• TASK GOAL: Could you reproduce the rows below word for word, from the line with "goggle strap, one line per instance." up to and including the final line of the rows?

--------------------

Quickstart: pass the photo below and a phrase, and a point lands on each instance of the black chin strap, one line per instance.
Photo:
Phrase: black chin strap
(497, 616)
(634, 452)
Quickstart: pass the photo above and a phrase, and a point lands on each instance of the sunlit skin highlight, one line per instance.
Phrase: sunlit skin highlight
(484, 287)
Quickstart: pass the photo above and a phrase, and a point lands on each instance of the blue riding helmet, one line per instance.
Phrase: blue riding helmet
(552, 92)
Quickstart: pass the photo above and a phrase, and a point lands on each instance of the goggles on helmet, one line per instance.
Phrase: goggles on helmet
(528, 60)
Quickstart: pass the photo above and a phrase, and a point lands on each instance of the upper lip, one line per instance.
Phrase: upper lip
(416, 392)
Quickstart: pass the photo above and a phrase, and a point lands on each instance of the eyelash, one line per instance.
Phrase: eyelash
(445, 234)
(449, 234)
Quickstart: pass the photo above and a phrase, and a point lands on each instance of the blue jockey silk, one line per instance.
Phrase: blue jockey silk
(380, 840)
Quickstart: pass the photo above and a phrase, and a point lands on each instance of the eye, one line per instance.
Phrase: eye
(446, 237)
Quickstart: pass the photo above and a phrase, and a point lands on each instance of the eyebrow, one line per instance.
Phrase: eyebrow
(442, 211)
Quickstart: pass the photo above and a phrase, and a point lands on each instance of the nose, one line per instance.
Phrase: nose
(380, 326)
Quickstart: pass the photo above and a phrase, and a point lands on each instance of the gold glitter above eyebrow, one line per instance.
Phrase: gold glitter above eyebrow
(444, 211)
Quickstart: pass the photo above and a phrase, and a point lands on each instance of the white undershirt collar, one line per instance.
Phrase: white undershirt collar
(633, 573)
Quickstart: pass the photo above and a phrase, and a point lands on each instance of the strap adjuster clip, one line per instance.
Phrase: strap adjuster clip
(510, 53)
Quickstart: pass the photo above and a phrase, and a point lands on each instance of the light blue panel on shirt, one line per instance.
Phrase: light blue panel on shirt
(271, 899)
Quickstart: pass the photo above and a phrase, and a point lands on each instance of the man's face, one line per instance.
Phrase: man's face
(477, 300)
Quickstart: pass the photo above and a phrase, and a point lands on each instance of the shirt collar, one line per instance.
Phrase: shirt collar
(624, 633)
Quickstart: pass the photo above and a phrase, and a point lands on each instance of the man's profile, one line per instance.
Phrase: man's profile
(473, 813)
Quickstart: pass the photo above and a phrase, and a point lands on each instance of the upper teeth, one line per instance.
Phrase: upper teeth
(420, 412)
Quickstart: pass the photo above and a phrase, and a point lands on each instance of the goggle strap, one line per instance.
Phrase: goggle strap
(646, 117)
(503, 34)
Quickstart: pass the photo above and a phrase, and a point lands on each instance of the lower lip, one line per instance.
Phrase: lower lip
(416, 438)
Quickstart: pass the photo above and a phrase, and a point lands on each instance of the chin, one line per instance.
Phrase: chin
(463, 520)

--------------------

• COMPLETED TASK:
Quickstart: pass the photo above and a phrase, and a point lands on each instance of the goggle strap, one line per instance.
Phrase: goggle strap
(646, 117)
(503, 34)
Quickstart: pass the photo above and a phrase, and a point lands on each instance of the lower lip, one line per instance.
Phrase: lower lip
(416, 438)
Quickstart: pass the photo above and a phrase, and a point lands on each instance of the chin, one line per instance.
Phrase: chin
(463, 520)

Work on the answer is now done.